* **TASK DIRECTIONS**
Render every line of all the records below as one JSON list of strings, with one string per line and blank lines omitted.

╭──

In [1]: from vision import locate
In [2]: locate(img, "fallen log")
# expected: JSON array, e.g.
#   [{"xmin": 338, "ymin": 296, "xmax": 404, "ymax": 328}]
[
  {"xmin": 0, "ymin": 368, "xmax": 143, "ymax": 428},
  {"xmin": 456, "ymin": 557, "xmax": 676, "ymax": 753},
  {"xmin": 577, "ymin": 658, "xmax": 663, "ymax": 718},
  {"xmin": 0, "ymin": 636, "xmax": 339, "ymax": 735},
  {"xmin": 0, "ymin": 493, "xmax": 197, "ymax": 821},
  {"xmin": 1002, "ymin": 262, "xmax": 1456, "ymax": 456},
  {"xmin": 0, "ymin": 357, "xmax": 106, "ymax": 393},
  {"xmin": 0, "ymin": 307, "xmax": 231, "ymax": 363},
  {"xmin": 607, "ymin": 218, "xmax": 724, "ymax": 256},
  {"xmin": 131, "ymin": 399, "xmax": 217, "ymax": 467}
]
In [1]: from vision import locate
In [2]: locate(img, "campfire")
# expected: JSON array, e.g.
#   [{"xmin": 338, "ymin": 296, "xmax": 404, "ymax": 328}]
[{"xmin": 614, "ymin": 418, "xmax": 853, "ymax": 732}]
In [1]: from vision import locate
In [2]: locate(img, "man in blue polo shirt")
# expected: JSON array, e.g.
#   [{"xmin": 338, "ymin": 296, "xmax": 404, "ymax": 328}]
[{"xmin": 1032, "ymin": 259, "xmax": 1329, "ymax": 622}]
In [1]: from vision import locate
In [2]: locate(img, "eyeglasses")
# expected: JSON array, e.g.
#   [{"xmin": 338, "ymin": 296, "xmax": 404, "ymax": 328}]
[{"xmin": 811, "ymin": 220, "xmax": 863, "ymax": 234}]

╰──

* **RESULT BELOW**
[
  "In [1]: from vision import locate",
  "In [2]: locate(img, \"fallen log\")",
  "# expected: JSON array, e.g.",
  "#   [{\"xmin\": 338, \"ymin\": 296, \"xmax\": 404, \"ymax\": 328}]",
  "[",
  "  {\"xmin\": 0, \"ymin\": 368, \"xmax\": 143, \"ymax\": 428},",
  "  {\"xmin\": 456, \"ymin\": 557, \"xmax\": 676, \"ymax\": 753},",
  "  {\"xmin\": 577, \"ymin\": 658, \"xmax\": 663, \"ymax\": 718},",
  "  {\"xmin\": 0, \"ymin\": 636, \"xmax\": 339, \"ymax\": 735},",
  "  {\"xmin\": 0, \"ymin\": 493, \"xmax\": 197, \"ymax\": 821},",
  "  {\"xmin\": 1002, \"ymin\": 262, \"xmax\": 1456, \"ymax\": 456},",
  "  {\"xmin\": 0, \"ymin\": 357, \"xmax\": 106, \"ymax\": 393},",
  "  {\"xmin\": 0, \"ymin\": 307, \"xmax\": 231, \"ymax\": 363},",
  "  {\"xmin\": 607, \"ymin\": 218, \"xmax\": 724, \"ymax\": 256},",
  "  {\"xmin\": 131, \"ymin\": 399, \"xmax\": 217, \"ymax\": 467}",
  "]",
  "In [1]: from vision import locate",
  "In [2]: locate(img, \"campfire\")",
  "# expected: JSON array, e.g.",
  "#   [{\"xmin\": 338, \"ymin\": 296, \"xmax\": 404, \"ymax\": 328}]",
  "[{\"xmin\": 614, \"ymin\": 418, \"xmax\": 853, \"ymax\": 732}]",
  "In [1]: from vision import locate",
  "In [2]: locate(img, \"man in blue polo shirt\")",
  "# expected: JSON array, e.g.",
  "#   [{\"xmin\": 338, \"ymin\": 296, \"xmax\": 404, \"ymax\": 328}]",
  "[{\"xmin\": 1032, \"ymin\": 259, \"xmax\": 1329, \"ymax\": 622}]",
  "In [1]: from vision import locate",
  "In [2]: locate(img, \"eyeglasses\")",
  "# expected: JSON array, e.g.",
  "#   [{\"xmin\": 338, \"ymin\": 296, \"xmax\": 404, \"ymax\": 328}]",
  "[{\"xmin\": 811, \"ymin\": 220, \"xmax\": 863, \"ymax\": 234}]"
]